■ **Required task**:
Please revise the data starting at the line that contains "Q3. Locate the city" and ending at the end of the data, changing "Express" to "Give" and leaving everything else as it is. Return only those lines.

■ **Material to process**:

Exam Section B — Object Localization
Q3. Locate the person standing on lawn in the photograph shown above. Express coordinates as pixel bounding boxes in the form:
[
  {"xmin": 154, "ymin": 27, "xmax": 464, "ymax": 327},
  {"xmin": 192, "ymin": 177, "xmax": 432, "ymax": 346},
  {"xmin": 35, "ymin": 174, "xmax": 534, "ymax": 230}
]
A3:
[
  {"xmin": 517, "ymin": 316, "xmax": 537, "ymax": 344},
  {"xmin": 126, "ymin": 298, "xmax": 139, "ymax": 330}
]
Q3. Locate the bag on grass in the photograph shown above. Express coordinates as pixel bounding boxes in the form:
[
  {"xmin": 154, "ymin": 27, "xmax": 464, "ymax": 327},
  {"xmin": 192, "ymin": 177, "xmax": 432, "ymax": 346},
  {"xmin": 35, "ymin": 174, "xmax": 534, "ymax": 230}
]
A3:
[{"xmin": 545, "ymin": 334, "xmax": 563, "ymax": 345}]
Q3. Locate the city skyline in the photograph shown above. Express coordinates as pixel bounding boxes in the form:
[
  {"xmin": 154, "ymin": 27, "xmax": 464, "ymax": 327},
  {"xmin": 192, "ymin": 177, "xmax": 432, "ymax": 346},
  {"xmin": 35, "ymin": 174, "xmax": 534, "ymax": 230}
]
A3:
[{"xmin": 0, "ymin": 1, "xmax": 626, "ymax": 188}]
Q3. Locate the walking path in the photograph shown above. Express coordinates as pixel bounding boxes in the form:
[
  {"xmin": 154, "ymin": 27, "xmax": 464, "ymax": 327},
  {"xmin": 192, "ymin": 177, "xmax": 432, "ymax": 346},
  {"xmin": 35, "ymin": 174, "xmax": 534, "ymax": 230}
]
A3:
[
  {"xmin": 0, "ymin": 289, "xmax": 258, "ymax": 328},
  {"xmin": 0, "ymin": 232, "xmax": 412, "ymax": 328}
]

■ **Complete response**:
Q3. Locate the city skyline in the photograph shown above. Give coordinates as pixel bounding boxes in the form:
[
  {"xmin": 154, "ymin": 27, "xmax": 464, "ymax": 327},
  {"xmin": 192, "ymin": 177, "xmax": 432, "ymax": 346},
  {"xmin": 35, "ymin": 174, "xmax": 534, "ymax": 230}
]
A3:
[{"xmin": 0, "ymin": 1, "xmax": 626, "ymax": 188}]
Q3. Locate the walking path in the photograph shown above. Give coordinates as pixel bounding boxes in the form:
[
  {"xmin": 154, "ymin": 27, "xmax": 464, "ymax": 327},
  {"xmin": 192, "ymin": 177, "xmax": 432, "ymax": 346},
  {"xmin": 35, "ymin": 174, "xmax": 534, "ymax": 230}
]
A3:
[
  {"xmin": 0, "ymin": 289, "xmax": 258, "ymax": 328},
  {"xmin": 0, "ymin": 232, "xmax": 412, "ymax": 328}
]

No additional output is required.